YOUR GOAL: Copy out everything from the line containing "Task brief for annotators — identify every distant building" down to the line containing "[228,189,256,207]", switching "dry yellow grass" to "dry brown grass" and keeping all else unchanged.

══════════════════════════════

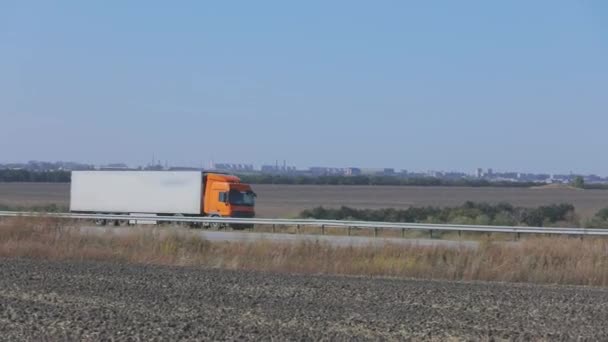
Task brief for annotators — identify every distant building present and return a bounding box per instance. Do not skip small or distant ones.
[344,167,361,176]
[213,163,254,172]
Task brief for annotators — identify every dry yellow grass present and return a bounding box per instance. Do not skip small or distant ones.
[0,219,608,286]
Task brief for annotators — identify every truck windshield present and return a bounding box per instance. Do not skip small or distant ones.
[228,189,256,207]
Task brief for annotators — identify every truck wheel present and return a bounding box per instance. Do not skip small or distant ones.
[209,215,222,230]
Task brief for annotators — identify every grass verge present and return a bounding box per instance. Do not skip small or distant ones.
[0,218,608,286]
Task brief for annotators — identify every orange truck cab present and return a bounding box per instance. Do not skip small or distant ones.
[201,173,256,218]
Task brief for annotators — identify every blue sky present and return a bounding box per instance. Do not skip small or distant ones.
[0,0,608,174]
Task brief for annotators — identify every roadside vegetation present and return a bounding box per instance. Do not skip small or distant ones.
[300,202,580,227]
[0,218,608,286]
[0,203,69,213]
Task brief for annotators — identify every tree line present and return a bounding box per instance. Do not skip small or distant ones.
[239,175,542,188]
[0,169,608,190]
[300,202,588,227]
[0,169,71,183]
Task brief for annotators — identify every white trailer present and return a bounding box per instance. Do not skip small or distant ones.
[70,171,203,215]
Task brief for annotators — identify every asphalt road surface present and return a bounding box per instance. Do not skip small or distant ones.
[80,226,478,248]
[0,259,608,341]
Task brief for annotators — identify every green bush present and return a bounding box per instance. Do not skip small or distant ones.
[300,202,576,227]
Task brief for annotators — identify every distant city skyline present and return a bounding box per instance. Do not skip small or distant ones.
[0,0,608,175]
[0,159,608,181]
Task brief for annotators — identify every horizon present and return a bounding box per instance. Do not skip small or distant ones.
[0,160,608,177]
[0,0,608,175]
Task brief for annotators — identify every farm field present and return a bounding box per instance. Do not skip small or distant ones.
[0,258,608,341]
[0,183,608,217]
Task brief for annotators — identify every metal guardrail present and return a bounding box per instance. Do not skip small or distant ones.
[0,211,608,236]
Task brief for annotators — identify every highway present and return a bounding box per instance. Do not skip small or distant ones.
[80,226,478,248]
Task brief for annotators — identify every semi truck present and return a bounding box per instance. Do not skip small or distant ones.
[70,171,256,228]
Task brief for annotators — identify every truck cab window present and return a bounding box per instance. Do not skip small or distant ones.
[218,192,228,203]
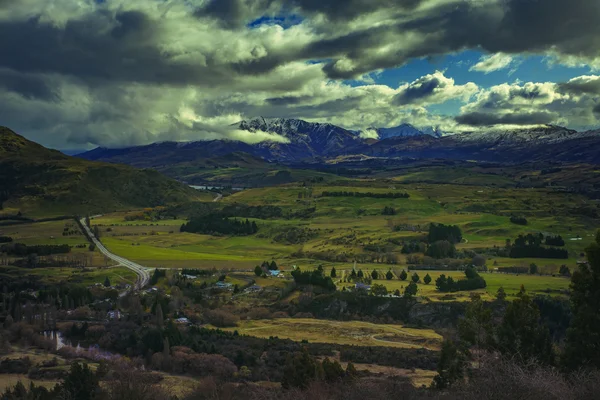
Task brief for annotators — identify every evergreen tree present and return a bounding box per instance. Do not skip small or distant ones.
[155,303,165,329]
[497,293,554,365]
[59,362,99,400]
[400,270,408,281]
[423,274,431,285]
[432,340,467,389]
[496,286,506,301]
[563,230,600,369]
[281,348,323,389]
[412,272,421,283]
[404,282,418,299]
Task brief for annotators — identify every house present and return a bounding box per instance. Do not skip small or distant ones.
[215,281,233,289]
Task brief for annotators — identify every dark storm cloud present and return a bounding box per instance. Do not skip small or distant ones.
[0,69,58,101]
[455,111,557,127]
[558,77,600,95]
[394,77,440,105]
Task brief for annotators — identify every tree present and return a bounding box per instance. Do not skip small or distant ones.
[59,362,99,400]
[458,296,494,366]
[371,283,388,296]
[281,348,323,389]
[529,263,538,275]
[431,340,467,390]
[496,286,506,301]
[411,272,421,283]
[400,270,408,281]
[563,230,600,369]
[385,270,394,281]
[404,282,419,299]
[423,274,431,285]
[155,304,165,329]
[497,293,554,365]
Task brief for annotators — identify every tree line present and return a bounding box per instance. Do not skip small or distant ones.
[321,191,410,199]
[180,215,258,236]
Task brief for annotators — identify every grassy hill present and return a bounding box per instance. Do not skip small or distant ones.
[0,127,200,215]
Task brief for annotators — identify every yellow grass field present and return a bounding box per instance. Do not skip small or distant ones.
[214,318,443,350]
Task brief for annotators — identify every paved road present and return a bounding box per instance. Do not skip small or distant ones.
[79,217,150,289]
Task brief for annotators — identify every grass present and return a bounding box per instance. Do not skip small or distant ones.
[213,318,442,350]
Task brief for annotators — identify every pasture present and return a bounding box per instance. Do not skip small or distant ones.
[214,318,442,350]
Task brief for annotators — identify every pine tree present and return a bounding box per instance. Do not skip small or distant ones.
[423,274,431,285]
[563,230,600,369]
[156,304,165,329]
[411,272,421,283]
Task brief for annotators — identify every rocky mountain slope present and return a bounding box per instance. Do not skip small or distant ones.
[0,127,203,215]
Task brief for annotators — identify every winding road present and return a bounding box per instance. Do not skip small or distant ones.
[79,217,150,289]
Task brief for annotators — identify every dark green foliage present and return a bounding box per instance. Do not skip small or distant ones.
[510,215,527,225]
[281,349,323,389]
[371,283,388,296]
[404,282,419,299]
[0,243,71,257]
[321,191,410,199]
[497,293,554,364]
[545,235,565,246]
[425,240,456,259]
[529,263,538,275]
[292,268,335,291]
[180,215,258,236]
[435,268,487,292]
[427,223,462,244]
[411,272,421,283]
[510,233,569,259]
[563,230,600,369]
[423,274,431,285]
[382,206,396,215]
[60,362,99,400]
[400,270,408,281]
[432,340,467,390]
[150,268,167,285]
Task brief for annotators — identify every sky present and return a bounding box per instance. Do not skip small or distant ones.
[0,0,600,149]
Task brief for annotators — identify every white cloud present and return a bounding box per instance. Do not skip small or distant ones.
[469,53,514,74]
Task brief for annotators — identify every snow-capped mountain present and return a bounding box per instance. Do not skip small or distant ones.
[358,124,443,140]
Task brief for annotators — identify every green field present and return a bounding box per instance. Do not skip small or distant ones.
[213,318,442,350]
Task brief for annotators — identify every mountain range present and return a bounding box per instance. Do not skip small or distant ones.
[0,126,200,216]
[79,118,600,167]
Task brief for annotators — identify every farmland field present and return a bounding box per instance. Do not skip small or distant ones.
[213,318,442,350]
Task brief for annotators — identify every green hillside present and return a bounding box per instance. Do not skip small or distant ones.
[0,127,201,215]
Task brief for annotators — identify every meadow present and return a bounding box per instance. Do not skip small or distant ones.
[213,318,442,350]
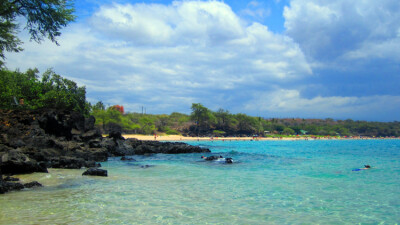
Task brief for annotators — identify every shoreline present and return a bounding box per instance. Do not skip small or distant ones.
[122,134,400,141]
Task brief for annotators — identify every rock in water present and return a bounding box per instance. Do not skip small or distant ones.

══════════════════════════════

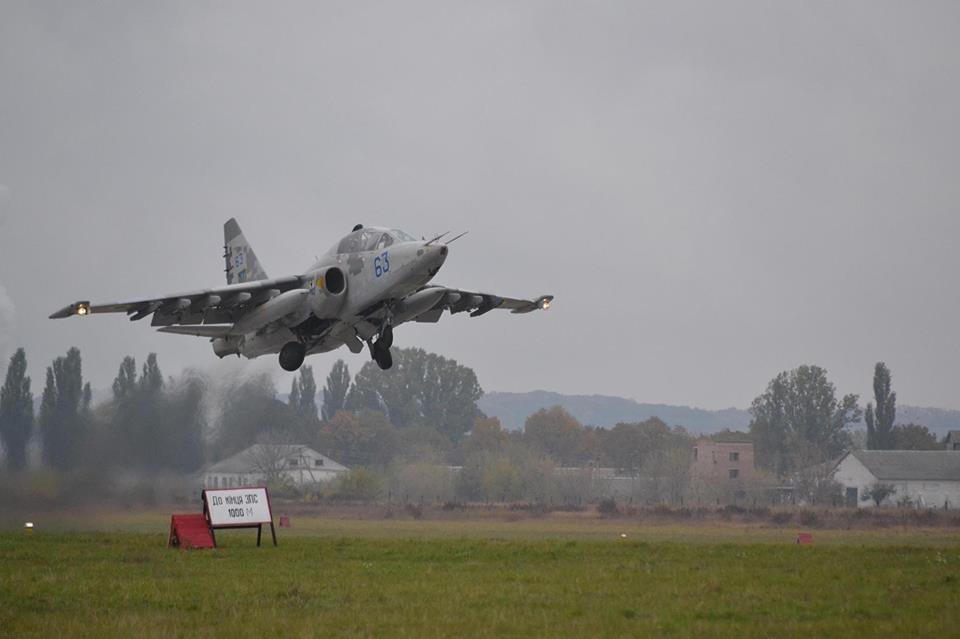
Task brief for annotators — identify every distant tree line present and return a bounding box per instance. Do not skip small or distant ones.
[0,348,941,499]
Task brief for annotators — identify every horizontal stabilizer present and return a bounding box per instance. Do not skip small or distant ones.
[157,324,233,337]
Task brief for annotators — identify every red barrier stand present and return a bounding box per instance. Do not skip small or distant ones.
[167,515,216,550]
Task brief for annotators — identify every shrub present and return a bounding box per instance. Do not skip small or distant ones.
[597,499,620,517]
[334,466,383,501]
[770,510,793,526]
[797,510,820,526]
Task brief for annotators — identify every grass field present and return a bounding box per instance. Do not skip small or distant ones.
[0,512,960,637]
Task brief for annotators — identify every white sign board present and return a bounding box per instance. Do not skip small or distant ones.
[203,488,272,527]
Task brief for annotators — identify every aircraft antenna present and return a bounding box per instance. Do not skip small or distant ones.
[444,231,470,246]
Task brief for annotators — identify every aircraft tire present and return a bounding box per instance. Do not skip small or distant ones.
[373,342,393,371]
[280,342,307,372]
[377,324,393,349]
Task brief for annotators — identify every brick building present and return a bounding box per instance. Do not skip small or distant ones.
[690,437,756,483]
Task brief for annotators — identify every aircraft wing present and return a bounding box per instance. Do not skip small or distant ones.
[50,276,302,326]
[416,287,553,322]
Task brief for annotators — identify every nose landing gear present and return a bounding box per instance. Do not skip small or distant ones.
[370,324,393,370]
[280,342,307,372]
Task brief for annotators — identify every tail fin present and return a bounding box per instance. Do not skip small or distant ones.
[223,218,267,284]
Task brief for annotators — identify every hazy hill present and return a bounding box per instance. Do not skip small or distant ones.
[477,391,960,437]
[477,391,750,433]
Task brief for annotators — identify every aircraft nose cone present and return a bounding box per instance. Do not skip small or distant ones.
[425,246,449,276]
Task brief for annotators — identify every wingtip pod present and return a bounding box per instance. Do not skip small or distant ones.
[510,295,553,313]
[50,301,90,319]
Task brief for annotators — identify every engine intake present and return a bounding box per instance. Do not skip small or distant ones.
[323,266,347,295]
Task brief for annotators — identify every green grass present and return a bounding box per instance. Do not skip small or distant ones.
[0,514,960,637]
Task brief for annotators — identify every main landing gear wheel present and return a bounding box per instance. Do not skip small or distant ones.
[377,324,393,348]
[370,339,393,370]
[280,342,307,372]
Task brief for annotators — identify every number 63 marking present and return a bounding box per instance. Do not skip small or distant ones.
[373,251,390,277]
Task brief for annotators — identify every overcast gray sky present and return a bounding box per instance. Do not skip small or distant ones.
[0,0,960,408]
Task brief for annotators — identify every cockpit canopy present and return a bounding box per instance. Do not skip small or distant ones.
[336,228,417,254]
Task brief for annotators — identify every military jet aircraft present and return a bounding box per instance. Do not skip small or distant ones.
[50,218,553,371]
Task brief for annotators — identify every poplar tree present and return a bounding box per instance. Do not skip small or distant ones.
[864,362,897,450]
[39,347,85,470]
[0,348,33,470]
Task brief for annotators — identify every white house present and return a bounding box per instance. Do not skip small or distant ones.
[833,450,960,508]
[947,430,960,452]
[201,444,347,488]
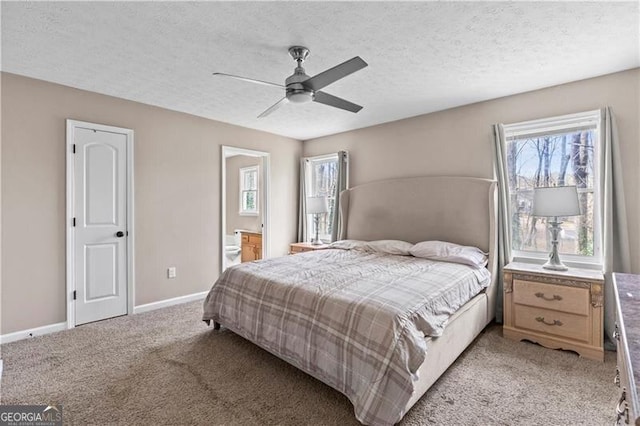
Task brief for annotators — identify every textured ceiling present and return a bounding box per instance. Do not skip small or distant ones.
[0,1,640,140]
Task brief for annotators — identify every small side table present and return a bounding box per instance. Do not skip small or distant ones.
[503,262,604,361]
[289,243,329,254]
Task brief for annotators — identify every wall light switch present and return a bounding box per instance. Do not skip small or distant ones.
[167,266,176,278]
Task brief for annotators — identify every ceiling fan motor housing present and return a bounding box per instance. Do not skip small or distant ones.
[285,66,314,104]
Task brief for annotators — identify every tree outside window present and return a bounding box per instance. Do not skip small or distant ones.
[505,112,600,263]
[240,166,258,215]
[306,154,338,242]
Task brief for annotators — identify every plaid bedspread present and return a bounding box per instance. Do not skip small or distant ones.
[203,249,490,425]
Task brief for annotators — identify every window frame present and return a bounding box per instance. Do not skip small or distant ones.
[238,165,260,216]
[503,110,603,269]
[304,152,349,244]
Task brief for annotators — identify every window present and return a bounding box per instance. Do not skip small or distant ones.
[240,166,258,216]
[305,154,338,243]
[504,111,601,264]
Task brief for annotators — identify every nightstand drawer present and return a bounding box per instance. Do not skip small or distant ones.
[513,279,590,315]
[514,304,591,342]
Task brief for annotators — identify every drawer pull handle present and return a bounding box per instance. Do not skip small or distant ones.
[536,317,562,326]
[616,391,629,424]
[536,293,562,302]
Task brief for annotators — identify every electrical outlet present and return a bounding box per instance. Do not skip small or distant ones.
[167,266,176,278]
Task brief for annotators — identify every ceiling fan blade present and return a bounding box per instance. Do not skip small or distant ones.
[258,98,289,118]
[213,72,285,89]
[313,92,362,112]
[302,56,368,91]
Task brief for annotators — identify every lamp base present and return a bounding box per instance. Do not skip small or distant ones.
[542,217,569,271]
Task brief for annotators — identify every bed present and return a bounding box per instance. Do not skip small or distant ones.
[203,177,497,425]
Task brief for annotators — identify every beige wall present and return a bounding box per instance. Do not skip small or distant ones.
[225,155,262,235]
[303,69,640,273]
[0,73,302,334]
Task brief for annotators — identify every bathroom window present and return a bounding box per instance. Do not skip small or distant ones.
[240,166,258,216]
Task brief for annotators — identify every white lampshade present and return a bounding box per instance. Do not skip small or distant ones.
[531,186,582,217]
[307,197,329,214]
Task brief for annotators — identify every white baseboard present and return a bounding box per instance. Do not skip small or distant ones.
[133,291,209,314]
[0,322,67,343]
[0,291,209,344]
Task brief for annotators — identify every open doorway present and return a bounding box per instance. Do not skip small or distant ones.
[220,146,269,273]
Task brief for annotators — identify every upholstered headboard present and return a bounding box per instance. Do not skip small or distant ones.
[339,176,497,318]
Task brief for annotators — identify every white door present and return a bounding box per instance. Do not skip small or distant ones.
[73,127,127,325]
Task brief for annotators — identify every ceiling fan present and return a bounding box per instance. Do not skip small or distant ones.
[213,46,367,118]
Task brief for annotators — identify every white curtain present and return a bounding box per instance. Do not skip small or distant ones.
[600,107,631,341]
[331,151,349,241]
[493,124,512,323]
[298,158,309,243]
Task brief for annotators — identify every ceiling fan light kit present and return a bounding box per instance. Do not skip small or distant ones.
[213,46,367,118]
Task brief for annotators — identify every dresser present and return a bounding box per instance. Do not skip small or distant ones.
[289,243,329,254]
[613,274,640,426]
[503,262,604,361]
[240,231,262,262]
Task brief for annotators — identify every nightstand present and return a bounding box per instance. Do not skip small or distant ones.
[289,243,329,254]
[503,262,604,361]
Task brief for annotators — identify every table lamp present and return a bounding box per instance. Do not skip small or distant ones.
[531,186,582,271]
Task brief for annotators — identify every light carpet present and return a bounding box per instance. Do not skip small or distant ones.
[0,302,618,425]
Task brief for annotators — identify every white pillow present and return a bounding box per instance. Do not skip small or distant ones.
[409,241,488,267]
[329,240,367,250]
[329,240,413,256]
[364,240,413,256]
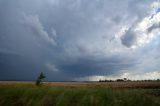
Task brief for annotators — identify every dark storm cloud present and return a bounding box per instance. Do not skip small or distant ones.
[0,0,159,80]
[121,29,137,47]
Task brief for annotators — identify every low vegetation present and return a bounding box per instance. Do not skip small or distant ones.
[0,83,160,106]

══════════════════════════════

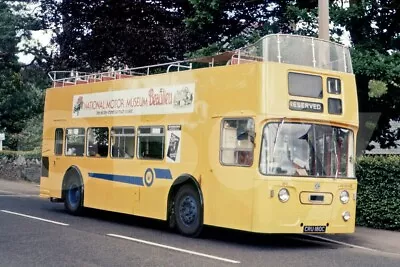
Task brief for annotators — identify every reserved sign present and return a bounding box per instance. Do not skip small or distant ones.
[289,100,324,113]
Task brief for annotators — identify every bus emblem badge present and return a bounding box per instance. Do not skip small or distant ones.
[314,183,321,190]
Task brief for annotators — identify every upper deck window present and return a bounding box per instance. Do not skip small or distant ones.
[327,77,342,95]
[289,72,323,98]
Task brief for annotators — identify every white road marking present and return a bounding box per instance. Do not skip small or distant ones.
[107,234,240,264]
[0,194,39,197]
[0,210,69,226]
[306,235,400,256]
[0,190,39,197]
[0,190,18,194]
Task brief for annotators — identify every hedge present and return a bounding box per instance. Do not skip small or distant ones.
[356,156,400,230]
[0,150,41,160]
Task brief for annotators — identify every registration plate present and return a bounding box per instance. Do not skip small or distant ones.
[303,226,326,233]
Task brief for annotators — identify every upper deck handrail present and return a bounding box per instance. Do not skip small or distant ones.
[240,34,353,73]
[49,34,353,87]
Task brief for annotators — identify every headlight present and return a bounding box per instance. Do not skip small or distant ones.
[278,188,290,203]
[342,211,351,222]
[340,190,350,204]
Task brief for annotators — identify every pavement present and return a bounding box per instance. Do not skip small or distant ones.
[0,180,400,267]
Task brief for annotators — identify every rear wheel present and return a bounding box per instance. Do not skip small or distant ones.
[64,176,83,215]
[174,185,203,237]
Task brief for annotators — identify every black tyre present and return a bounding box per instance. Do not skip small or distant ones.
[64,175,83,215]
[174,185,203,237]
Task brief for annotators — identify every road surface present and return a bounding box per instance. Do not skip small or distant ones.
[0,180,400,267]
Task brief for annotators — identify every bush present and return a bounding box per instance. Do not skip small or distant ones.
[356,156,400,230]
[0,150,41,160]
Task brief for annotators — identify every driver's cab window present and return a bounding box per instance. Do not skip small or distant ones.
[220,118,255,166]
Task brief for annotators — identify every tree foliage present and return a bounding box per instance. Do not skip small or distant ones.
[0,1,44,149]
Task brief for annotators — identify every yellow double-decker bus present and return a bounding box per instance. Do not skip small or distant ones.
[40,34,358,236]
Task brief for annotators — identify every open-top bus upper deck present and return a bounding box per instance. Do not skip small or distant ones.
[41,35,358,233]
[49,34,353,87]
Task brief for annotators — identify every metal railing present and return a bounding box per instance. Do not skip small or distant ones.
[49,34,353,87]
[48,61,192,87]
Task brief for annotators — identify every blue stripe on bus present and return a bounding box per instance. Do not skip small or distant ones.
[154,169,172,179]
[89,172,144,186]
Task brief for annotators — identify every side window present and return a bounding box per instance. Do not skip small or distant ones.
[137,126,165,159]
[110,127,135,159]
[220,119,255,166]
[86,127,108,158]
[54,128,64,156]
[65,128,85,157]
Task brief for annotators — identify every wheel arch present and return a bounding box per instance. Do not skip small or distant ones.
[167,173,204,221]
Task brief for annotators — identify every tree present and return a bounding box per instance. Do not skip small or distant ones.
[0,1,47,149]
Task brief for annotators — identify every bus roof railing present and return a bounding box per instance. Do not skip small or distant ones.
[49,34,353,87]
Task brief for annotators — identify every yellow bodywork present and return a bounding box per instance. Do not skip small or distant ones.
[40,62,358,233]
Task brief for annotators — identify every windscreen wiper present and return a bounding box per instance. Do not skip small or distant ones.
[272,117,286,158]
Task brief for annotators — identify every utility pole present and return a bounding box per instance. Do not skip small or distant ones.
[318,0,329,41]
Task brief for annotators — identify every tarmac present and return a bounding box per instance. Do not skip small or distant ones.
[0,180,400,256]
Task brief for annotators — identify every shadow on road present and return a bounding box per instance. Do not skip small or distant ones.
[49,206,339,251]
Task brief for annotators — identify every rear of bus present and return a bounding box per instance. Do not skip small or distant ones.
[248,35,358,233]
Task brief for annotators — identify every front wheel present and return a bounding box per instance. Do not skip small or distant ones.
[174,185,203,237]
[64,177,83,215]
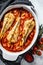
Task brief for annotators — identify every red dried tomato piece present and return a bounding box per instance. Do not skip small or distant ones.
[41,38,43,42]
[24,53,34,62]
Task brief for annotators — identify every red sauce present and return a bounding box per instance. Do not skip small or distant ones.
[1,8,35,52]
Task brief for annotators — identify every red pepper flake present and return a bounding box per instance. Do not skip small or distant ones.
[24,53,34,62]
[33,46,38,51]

══════════════════════════════

WRITTEN ANSWER:
Task brief for annotators — identify every distant building present and return a bounding box per instance. Do not skip small or distant ones.
[344,167,361,176]
[213,163,254,172]
Task brief for annotators — identify every dry brown grass present and return a bounding box per instance. Do not skip small or distant ones.
[0,219,608,286]
Task brief for annotators — identify every truck windshield present and return a bounding box per instance. Do not skip small or distant ones.
[228,189,256,207]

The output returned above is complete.